[Phrase grounding data]
= = = = = = =

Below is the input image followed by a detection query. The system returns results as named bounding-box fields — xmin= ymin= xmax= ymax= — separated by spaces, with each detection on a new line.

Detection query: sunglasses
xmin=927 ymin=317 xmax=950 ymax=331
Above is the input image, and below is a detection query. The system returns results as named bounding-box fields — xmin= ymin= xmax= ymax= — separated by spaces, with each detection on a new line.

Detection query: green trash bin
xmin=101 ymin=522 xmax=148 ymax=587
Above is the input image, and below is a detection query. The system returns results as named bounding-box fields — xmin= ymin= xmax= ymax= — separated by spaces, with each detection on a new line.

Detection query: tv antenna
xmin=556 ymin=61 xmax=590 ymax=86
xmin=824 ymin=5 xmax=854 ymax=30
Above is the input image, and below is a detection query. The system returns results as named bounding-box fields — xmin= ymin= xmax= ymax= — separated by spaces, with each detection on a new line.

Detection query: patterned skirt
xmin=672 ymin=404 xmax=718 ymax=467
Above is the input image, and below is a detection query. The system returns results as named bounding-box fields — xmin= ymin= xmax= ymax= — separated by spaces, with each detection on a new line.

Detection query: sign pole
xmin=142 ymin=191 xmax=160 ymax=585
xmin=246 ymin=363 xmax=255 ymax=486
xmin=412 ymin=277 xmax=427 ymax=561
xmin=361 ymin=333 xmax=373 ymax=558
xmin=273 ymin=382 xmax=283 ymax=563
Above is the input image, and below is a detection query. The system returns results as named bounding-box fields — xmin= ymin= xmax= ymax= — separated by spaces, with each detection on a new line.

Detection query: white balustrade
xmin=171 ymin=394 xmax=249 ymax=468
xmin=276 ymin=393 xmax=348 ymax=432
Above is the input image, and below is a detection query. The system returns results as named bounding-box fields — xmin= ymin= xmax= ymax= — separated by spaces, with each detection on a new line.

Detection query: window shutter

= = = = = = =

EXERCISE BRIEF: Please write out the data again exactly as it stands.

COMPLETED EXERCISE:
Below is the input image followed by a detection query. The system returns results as named bounding-box fields — xmin= ymin= xmax= ymax= — separated by spaces, with each detection on a new line.

Detection query: sunglasses
xmin=927 ymin=317 xmax=950 ymax=331
Above is the input image, and below is a detection query. The system returns results as named bounding-box fields — xmin= ymin= xmax= ymax= — separated by spaces, with each detection on a new line.

Detection query: green trash bin
xmin=101 ymin=522 xmax=148 ymax=587
Above is the input image, and below is a detection query. The system returns results as named bounding-box fields — xmin= ymin= xmax= ymax= — separated by spaces, with each detection on a new line.

Detection query: tv antenna
xmin=556 ymin=61 xmax=590 ymax=86
xmin=824 ymin=5 xmax=854 ymax=30
Above is the input image, and below is a detection query. The system returns results as named bounding-box fields — xmin= ymin= xmax= ymax= — separated by spaces, with each detection on a new line.

Detection query: patterned skirt
xmin=672 ymin=404 xmax=718 ymax=467
Above is the input image, and below is a detection query. The system returns results as named bounding-box fields — xmin= ymin= xmax= ymax= — separated by spaces, with each detection on a new line.

Detection query: sign pole
xmin=142 ymin=191 xmax=160 ymax=585
xmin=246 ymin=363 xmax=255 ymax=486
xmin=412 ymin=277 xmax=427 ymax=561
xmin=361 ymin=333 xmax=373 ymax=558
xmin=273 ymin=382 xmax=283 ymax=563
Above is the input image, and below is a detection query. The system returns results as named bounding-box fields — xmin= ymin= xmax= ymax= — separated by spaces, with each detection on a new line.

Detection query: white balustrade
xmin=171 ymin=394 xmax=249 ymax=468
xmin=276 ymin=393 xmax=348 ymax=432
Above is the input image, and below is a detection query. The system returns results as named bounding-box fields — xmin= ymin= xmax= ymax= — separated by spaces, with each detection on a new line.

Detection query: window shutter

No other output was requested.